ŞER'Î HÜKÜMLERE BAĞLANMANIN ÖNEMİ

Günümüzde Müslümanlar zelil, sefil, perişan bir duruma düşmüşlerdir. Bunun başlıca sebebi, Allah Subhânehu ve Teala’nın zikri (dini) olan İslâm'ın onların hayatından uzak oluşudur. İslâm’i hayatın hakim olmayışının sebebi de, Müslümanların İslâm'ı anlamada gösterdikleri zafiyettir. İşte bu zafiyetin yansıdığı sahalardan birisi ve en önemlisi de, Şer'î hüküm ve ona tabi olmak hususudur. Müslümanlar genelde Şer'î hüküm, ona tabi olmanın keyfiyeti ve öneminin ne olduğunu bilmiyorlar. Bu durum, onların davranış ve zihinlerindeki çarpıklığa dolayısıyla şahsiyetlerinin bozukluğuna sebep oluyor. Hayatlarının cahiliye tortuları ile yani İslam dışı kanun, hüküm, nizam ve ölçüler ile kokuşmasının sebeplerinden en önemlisi de yine bu durumdur.

- **Veriler**:
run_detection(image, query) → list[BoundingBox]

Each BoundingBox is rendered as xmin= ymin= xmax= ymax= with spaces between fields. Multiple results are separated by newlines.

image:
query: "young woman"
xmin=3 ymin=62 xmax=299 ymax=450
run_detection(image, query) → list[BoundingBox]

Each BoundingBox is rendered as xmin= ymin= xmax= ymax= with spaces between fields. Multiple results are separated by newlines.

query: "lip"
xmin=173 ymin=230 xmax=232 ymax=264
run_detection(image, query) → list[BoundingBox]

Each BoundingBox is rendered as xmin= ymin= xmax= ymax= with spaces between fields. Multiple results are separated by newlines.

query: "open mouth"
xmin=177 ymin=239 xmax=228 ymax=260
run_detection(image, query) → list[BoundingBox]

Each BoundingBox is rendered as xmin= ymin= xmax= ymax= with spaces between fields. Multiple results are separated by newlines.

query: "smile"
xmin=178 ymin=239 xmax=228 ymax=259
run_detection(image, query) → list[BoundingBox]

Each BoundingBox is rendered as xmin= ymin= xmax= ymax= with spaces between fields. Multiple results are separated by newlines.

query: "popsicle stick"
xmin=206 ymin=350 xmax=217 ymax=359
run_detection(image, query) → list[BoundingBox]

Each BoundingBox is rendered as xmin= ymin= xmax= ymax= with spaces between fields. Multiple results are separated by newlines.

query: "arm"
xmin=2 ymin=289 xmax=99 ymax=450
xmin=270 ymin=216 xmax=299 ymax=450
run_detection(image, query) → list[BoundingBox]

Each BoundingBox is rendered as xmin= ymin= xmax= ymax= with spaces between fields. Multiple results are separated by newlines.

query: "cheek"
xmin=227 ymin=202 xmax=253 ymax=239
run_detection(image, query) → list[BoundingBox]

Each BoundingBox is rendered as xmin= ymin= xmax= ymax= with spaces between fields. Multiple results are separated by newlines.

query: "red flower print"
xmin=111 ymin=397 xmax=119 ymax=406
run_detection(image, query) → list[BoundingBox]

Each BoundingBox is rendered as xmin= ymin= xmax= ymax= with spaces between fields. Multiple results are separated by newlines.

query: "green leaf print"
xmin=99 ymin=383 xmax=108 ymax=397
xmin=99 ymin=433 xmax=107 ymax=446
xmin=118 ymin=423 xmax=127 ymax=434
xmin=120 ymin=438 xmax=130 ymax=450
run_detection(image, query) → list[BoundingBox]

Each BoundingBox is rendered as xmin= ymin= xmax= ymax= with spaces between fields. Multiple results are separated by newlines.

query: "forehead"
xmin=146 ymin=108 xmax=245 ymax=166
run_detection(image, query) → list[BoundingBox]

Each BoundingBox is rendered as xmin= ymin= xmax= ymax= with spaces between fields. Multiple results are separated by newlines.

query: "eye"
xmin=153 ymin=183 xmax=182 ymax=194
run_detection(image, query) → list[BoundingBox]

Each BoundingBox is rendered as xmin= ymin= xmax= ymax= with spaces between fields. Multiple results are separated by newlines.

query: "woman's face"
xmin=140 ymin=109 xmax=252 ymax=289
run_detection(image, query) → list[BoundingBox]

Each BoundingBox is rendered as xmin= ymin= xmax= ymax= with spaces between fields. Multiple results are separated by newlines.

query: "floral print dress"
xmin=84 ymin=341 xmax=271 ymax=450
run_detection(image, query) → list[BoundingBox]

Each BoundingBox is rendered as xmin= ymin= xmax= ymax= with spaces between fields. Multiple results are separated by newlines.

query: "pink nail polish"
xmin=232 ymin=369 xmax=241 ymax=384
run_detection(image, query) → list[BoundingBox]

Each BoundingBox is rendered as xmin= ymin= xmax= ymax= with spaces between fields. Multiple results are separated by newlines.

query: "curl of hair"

- **Görev Tanımı 1**: Şer'î hükümlere bağlanmanın önemini ele alan metne göre Müslümanların zelil, sefil ve perişan bir duruma düşmelerinin başlıca sebebi nedir?
- **Görev Tanımı 2**: Şer'î hükümlerle ilgili metinde geçen "Müslümanlar genelde Şer'î hüküm, ona tabi olmanın keyfiyeti ve öneminin ne olduğunu bilmiyorlar." cümlesini İngilizceye çeviriniz.
Yanıtlarınızı yalnızca metne dayandırınız.

- **Doğru Sonuç 1**: Allah Subhânehu ve Teala'nın zikri (dini) olan İslâm'ın Müslümanların hayatından uzak oluşudur.

- **Doğru Sonuç 2**: Muslims generally do not know what the Sharia ruling is, nor the manner and importance of adhering to it.